EXERCISE REQUIREMENTS:
Each of the lines from the one that contains "Query: shadow on grass" to the end of the entries below should be output exactly.

(Stored data)
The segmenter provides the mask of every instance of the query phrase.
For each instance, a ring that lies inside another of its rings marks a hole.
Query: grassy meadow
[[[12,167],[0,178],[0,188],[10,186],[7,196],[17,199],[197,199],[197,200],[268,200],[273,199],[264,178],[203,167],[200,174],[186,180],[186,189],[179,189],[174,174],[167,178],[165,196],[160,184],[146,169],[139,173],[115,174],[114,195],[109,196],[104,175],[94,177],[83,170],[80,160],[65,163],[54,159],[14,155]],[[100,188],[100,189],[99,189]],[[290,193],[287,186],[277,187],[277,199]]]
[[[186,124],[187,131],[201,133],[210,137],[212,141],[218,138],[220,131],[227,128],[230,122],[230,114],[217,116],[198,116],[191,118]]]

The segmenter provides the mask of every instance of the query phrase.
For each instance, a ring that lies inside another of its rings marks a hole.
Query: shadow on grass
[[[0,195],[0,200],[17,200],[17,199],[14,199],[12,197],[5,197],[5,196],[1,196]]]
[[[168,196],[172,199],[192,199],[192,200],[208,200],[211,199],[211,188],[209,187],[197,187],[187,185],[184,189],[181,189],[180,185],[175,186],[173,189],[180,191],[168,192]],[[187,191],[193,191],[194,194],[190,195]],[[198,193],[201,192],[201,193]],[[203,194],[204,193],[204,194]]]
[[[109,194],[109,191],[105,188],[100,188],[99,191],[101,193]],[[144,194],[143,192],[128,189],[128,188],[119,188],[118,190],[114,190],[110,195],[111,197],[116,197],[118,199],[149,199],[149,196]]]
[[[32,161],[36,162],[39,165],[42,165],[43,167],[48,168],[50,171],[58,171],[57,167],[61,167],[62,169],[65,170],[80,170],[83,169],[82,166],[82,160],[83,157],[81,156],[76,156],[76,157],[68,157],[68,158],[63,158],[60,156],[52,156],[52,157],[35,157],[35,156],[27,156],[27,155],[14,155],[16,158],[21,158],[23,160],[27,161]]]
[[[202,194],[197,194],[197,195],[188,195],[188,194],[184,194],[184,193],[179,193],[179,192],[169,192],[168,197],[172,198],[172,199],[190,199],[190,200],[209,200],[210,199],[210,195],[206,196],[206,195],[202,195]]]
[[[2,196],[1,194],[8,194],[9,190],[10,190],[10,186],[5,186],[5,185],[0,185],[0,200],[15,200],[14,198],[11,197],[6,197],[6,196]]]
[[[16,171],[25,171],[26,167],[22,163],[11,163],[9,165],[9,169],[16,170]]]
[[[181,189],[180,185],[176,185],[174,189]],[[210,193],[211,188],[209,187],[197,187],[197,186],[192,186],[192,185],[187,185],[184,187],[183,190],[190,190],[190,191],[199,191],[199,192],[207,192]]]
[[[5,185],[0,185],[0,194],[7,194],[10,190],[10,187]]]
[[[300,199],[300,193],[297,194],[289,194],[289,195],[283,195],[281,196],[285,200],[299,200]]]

SOLUTION FOR THIS TASK:
Query: shadow on grass
[[[0,195],[0,200],[17,200],[17,199],[14,199],[12,197],[5,197],[5,196],[1,196]]]
[[[168,196],[172,199],[192,199],[192,200],[208,200],[211,199],[211,188],[209,187],[197,187],[187,185],[184,189],[181,189],[180,185],[175,186],[173,189],[180,191],[168,192]],[[187,191],[193,191],[194,194],[190,195]],[[198,193],[201,192],[201,193]],[[203,194],[204,193],[204,194]]]
[[[109,194],[109,191],[105,188],[100,188],[99,191],[101,193]],[[144,194],[143,192],[128,189],[128,188],[119,188],[118,190],[114,190],[110,195],[111,197],[116,197],[118,199],[149,199],[149,196]]]
[[[32,161],[36,162],[39,165],[42,165],[43,167],[48,168],[50,171],[58,171],[57,167],[61,167],[62,169],[65,170],[80,170],[83,169],[82,166],[82,160],[83,157],[81,156],[76,156],[76,157],[68,157],[68,158],[63,158],[60,156],[52,156],[52,157],[35,157],[35,156],[27,156],[27,155],[14,155],[16,158],[21,158],[23,160],[27,161]]]
[[[202,194],[197,194],[197,195],[188,195],[188,194],[184,194],[184,193],[179,193],[179,192],[169,192],[168,197],[172,198],[172,199],[190,199],[190,200],[209,200],[210,199],[210,195],[206,196],[206,195],[202,195]]]
[[[2,196],[1,194],[8,194],[9,190],[10,190],[10,186],[5,186],[5,185],[0,185],[0,200],[15,200],[14,198],[11,197],[6,197],[6,196]]]
[[[16,171],[25,171],[26,167],[22,163],[11,163],[9,165],[9,169],[16,170]]]
[[[181,189],[180,185],[176,185],[174,189]],[[210,193],[211,188],[209,187],[197,187],[197,186],[192,186],[192,185],[187,185],[184,187],[183,190],[190,190],[190,191],[199,191],[199,192],[207,192]]]
[[[5,185],[0,185],[0,194],[7,194],[10,190],[10,187]]]
[[[300,199],[300,193],[297,194],[289,194],[289,195],[283,195],[281,196],[285,200],[299,200]]]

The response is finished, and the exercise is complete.